Listed records START
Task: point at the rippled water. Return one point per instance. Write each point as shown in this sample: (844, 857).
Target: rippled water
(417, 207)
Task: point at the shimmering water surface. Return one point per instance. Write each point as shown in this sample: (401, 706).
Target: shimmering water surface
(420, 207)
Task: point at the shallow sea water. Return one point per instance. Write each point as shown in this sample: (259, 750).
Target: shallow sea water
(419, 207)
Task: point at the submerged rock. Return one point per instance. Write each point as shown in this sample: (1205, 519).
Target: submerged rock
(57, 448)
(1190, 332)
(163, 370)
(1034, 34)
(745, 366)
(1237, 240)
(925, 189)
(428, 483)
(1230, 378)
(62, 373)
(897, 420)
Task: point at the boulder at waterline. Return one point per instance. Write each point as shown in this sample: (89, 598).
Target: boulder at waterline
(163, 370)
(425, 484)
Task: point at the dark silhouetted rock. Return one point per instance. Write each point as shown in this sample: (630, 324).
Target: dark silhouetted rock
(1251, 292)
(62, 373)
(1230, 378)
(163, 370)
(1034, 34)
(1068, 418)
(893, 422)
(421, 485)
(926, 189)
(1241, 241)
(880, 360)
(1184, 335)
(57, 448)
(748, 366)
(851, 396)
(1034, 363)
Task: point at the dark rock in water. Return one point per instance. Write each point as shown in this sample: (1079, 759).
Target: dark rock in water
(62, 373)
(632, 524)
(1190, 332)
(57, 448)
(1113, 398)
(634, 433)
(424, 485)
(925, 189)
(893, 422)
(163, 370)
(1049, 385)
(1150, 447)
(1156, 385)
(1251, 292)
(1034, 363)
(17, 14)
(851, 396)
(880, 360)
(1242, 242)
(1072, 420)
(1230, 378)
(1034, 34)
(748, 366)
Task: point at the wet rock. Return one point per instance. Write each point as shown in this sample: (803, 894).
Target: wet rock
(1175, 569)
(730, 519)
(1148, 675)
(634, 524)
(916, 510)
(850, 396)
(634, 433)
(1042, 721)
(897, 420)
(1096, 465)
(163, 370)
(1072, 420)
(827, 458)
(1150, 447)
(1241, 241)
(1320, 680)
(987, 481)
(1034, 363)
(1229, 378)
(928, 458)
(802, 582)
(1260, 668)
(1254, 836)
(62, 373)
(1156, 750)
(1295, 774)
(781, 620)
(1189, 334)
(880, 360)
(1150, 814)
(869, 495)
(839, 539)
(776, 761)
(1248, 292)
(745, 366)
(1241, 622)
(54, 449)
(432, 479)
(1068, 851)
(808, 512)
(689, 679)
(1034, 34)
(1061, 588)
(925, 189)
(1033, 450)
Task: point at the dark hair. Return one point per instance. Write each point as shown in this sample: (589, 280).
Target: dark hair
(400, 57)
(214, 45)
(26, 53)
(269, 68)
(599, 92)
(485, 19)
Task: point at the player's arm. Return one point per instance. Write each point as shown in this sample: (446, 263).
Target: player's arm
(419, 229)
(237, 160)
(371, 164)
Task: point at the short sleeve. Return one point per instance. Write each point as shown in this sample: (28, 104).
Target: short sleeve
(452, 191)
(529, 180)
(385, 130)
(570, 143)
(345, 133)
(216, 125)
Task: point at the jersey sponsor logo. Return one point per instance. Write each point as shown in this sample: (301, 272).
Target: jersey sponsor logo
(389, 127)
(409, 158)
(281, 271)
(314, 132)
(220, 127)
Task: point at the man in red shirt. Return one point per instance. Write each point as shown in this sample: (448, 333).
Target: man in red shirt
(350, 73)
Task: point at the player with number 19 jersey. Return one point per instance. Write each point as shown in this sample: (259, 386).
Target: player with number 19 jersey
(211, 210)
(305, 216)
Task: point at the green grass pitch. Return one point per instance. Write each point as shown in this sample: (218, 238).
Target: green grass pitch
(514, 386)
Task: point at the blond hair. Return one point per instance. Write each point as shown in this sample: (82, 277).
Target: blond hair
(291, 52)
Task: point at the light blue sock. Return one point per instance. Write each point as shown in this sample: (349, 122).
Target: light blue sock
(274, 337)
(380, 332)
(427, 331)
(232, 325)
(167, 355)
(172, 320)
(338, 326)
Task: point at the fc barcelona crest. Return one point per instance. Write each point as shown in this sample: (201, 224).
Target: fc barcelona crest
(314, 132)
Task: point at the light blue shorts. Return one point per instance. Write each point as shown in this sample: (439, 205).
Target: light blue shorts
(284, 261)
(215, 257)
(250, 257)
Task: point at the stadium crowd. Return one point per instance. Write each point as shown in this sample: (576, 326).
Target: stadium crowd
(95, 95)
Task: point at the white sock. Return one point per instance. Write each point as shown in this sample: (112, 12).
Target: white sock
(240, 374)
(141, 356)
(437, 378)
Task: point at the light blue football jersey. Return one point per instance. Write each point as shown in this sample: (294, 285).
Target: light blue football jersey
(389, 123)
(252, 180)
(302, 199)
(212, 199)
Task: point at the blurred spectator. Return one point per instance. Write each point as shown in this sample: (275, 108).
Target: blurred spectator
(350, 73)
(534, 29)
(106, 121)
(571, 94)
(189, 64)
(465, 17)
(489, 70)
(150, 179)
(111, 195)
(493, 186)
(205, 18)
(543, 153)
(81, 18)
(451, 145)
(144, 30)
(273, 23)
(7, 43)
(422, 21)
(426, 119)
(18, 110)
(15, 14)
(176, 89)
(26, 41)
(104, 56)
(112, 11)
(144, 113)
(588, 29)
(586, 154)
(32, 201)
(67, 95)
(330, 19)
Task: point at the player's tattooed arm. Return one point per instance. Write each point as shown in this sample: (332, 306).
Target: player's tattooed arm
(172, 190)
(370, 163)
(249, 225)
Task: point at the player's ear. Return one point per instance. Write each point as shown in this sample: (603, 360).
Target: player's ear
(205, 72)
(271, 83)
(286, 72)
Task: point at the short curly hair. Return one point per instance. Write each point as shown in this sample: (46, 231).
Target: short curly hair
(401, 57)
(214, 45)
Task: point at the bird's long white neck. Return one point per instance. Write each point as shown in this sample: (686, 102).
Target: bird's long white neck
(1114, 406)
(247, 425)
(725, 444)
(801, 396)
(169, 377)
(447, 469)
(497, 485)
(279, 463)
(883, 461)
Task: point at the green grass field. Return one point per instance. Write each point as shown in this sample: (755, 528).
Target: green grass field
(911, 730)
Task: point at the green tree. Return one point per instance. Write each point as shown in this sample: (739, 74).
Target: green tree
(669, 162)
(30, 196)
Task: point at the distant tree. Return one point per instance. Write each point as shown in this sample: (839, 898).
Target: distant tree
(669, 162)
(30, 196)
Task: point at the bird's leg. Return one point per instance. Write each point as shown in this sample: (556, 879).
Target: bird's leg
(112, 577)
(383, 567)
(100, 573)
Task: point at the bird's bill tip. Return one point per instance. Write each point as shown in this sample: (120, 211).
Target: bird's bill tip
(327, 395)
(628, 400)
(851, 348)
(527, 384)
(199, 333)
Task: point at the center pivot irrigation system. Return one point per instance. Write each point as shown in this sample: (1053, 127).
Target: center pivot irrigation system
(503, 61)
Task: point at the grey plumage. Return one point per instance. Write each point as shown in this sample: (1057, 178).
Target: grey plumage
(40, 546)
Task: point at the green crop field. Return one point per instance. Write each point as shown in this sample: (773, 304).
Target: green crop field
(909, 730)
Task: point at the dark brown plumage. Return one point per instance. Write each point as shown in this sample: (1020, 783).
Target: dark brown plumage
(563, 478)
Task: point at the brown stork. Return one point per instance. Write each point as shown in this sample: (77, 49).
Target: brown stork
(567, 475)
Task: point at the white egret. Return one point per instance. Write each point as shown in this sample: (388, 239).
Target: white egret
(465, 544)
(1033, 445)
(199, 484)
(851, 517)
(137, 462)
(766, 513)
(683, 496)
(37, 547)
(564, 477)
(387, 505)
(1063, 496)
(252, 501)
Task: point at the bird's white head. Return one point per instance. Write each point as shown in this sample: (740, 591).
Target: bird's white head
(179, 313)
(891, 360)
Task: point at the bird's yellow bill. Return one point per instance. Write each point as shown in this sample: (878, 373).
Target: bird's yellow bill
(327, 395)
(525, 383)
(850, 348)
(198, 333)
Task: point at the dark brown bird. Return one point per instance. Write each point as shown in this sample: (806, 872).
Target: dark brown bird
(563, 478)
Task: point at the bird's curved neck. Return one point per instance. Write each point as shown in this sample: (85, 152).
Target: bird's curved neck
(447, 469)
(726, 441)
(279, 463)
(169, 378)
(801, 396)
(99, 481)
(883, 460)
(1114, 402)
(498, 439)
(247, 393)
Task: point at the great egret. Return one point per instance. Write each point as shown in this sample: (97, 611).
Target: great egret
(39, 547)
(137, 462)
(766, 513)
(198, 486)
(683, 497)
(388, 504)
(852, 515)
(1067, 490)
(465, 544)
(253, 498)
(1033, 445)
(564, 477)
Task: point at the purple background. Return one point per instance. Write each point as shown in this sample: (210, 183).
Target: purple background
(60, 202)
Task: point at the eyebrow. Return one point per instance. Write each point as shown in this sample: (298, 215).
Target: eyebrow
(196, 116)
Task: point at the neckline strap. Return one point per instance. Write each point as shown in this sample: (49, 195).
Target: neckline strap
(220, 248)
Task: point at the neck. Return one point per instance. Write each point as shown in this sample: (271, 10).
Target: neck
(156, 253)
Listed records END
▶ **Assignment**: Write the lines out again exactly, from the one containing "Task: point at the neckline" through the last line of the records, and include no other lines.

▶ **Output**:
Task: point at the neckline strap. Return one point per instance. Write each point as shown in this sample: (49, 195).
Target: neckline strap
(220, 248)
Task: point at the neck. Return one point per instance. Write each point as shown in this sample: (271, 10).
Target: neck
(156, 253)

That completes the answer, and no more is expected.